• [THE TASK] Carry over every entry exactly as it appears in the records.

-----

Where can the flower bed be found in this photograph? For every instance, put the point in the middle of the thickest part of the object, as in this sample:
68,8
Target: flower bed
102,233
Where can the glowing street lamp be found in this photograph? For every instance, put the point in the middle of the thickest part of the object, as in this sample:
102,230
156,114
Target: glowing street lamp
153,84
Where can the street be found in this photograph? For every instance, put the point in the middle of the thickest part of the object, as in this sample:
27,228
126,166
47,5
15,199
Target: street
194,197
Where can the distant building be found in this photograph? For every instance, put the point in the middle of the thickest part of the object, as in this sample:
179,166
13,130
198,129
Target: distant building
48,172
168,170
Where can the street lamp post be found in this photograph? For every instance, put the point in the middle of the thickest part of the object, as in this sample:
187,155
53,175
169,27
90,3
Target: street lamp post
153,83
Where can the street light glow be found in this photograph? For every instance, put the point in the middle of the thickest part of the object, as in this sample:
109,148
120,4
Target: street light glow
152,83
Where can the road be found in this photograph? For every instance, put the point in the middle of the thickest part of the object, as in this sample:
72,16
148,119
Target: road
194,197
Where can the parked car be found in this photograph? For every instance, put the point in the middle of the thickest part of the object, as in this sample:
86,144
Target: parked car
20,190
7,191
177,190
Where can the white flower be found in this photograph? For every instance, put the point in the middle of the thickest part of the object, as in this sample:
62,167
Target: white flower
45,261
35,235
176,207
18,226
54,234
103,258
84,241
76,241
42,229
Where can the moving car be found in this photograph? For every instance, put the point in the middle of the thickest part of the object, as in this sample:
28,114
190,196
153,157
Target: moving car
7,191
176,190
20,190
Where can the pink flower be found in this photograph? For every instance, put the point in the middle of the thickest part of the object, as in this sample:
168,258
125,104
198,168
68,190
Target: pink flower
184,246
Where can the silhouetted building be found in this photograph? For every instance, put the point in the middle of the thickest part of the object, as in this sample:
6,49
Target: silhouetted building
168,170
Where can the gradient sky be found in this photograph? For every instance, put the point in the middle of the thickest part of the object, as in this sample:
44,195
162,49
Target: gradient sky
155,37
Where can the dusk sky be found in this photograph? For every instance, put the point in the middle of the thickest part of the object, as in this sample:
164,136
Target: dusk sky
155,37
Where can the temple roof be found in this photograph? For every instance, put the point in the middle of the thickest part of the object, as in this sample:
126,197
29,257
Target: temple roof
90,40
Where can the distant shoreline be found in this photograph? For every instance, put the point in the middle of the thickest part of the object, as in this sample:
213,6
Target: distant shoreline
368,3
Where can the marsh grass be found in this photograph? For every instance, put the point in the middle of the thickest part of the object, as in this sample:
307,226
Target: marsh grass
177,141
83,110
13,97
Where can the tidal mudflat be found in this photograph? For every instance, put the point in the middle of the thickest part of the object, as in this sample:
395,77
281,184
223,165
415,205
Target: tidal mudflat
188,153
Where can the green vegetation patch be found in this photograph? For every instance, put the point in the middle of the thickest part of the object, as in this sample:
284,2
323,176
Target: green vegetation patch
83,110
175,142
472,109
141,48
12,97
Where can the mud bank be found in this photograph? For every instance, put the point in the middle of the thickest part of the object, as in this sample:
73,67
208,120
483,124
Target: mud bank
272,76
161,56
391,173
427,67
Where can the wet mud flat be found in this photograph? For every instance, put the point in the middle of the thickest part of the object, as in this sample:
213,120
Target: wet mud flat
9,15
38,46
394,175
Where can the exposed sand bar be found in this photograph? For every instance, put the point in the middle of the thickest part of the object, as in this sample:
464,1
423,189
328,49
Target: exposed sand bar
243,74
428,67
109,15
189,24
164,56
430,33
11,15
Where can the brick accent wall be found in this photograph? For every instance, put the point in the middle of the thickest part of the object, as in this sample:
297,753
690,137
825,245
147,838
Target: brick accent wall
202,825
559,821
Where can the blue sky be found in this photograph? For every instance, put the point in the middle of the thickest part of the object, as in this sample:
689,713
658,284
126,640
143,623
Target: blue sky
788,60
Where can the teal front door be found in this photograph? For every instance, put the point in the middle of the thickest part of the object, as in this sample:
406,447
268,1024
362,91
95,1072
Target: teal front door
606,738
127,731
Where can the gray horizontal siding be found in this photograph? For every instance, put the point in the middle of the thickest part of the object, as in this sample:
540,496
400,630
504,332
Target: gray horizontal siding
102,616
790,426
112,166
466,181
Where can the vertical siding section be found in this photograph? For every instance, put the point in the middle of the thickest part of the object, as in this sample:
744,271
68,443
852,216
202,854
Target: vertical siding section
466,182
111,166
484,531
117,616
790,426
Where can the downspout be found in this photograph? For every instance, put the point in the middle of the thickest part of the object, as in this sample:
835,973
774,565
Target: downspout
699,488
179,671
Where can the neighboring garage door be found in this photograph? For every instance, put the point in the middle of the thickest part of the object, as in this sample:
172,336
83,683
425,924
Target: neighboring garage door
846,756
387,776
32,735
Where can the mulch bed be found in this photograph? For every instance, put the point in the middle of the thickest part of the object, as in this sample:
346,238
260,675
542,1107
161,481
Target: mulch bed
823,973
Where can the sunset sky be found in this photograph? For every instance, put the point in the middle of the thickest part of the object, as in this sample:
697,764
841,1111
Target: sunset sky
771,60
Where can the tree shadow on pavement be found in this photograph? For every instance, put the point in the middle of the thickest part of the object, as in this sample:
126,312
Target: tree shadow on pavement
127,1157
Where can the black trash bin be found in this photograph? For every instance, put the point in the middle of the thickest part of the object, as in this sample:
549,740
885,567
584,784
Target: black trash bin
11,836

-----

• [EXPECTED ANSWER]
Where can the flower bed be found in this photograph? For every instance, put the point in the middle of the thickest part of the object, as in this sample:
68,8
Target: flower bed
102,233
Where can the glowing street lamp be found in this photograph? For every instance, put the point in the middle of the thickest part of the object, as in this sample:
102,230
156,114
Target: glowing street lamp
153,84
Where can the street be found in this photograph? For every instance, put the point in the middle of the thickest part of the object, as in this sample:
27,228
126,166
47,5
15,199
Target: street
194,197
Where can the distant building be found in this photograph? For every instance, put the point in the middle of the thickest part of the object, as in this sample:
179,166
13,130
198,129
Target: distant building
48,172
168,170
Where can the street lamp post be found in this photograph? For every instance, put the point in the middle of the thickest part of the object, as in this sample:
187,155
53,175
169,27
90,3
Target: street lamp post
153,83
Where can the street light glow be found in this photograph? For every instance, put the point in the middle of the thickest part of the object, as in this sample:
109,148
120,4
Target: street light glow
152,83
Where can the road be found in this photograph? For every instance, put the point in the middle of the thickest part of the object, as in this sample:
72,16
148,119
Target: road
194,197
Where can the parked car be found in this photograph? For every instance, put the point in the middle of the thickest part of the object, as in this sample:
86,144
Target: parked car
20,190
7,191
177,190
Where can the white flower be found in this photograph? For every instance, put the point in the middle of the thickest part of the object, as in this sample:
62,167
Target: white flower
45,261
35,235
176,207
18,226
54,234
103,258
84,241
76,241
42,229
Where can the moving car be found in this photograph? For every instance, put the point in the middle of the thickest part of the object, as in this sample:
28,114
190,196
153,157
Target: moving car
7,191
176,190
20,190
Where can the pink flower be found in this photograph? For every instance, put the point in the middle of the thickest part of the object, as in this sample:
168,258
125,104
198,168
68,190
Target: pink flower
184,246
Where can the silhouetted building be found in this photograph? For every instance, put the point in the middle of the thickest part of the object, as in this sample:
6,49
Target: silhouetted building
168,170
Where can the gradient sky be found in this photograph? For every instance, put the point in the middle of the thickest part of the object, as in this sample:
44,195
162,49
Target: gradient sky
155,37
Where can the dusk sky be found in this photograph? For every instance, put the point in the middle of the thickest part of the object, as in this sample:
164,136
Target: dusk sky
155,37
Where can the temple roof be found in this photograph? For every instance, put the point in the middle of the thickest part of the object, as in this sample:
126,197
29,257
Target: temple roof
90,40
Where can the distant shoreline be found in this photograph? For every instance, put the point in the middle of the thickest part of the object, as in this sample:
213,6
Target: distant shoreline
368,3
Where can the marsh grass be found in this photograph? For every instance, put the point in the middle of the thickest part of the object, as in this sample:
307,226
Target: marsh grass
177,141
83,110
13,97
Where can the tidal mudflat be found in this photograph? For every instance, put the point in the middle of the thickest part of the object, as in this sample:
395,77
281,184
223,165
415,205
Target: tidal mudflat
188,153
Where can the green vegetation patch be found in this photograph? For every instance, put the point in the middle of the thickest part of the object, as in this sample:
284,2
323,176
Target: green vegetation patch
83,110
175,142
472,109
141,48
12,97
Where can the mud bank be found in this photograph? For every instance, put the point in the middle of the thickest part of the object, as in this sample:
73,67
208,120
483,124
Target: mud bank
272,76
161,56
391,173
427,67
Where can the wet mud flat be found in this photograph? For every instance, put the point in the middle of the thickest part of the object, as in this sample:
213,120
Target: wet mud flat
9,15
38,46
394,175
Where can the exposed sand bar be found in this photograph? For every instance, put the point in the middle of the thickest part of the object, as in this sample:
464,1
423,189
328,49
Target: exposed sand bar
243,74
428,67
109,15
189,24
164,56
430,33
11,15
Where can the brick accent wall be found in this photograph? For every instance, put the point in the middle of the thickest part of the object, as in this sample:
297,753
690,137
825,245
147,838
Target: brick accent wall
202,825
559,821
Where can the blue sky be found in this photograph? For every instance, put the point in the middle of the thickest part of the object, as in this sample:
689,713
658,284
126,640
143,623
Target: blue sky
788,60
Where can the teal front door be found in this photograph? For every instance, put the point in the middle of the thickest part of the object, as in this sample:
406,447
268,1024
362,91
95,1072
Target: teal front door
606,738
127,731
Where can the gray horizontal siding be found in this photograph? For every instance, put the point in the middle of the thickest part of the object, as in this sample:
540,496
400,630
504,332
Target: gray horizontal siding
102,616
790,426
112,166
466,181
Where can the vertical siding section be found in this photograph? For every instance, put the point in the middle of the thickest part of the object, as in this sample:
744,271
68,443
852,216
202,854
Target: vertical siding section
466,182
111,166
484,531
117,616
790,426
Where can the downspout be found in this photograph? For every instance, put the point in the middle of the thickest part of the object, as in this sample:
835,973
774,565
Target: downspout
699,488
179,671
Where can the neighboring garage door be found in this photograph? For every instance, put the point in the middle of the thickest part of the object, as in this sample:
172,336
83,683
425,924
Target: neighboring garage door
846,756
387,776
32,735
Where can the mulch bed be found in this photograph? For every instance, put the point in the middle of the thickest part of the object, as in this sample:
346,238
260,675
542,1107
161,481
Target: mulch bed
823,973
Where can the sunset sky be found in this photograph? For every instance, put the point in the middle of the thickest part of the object, as in this sample:
697,764
841,1111
Target: sunset sky
771,60
Where can the tree shadow on pavement be found in this photograph? For every instance, put the point in the middle of the thickest part of the object, as in this sample:
126,312
Target: tree shadow on pavement
127,1157
Where can the black trash bin be found in this photograph? For every instance, put the point in the middle of the thickest part of the object, as in this sample:
549,740
885,567
584,784
Target: black trash bin
11,836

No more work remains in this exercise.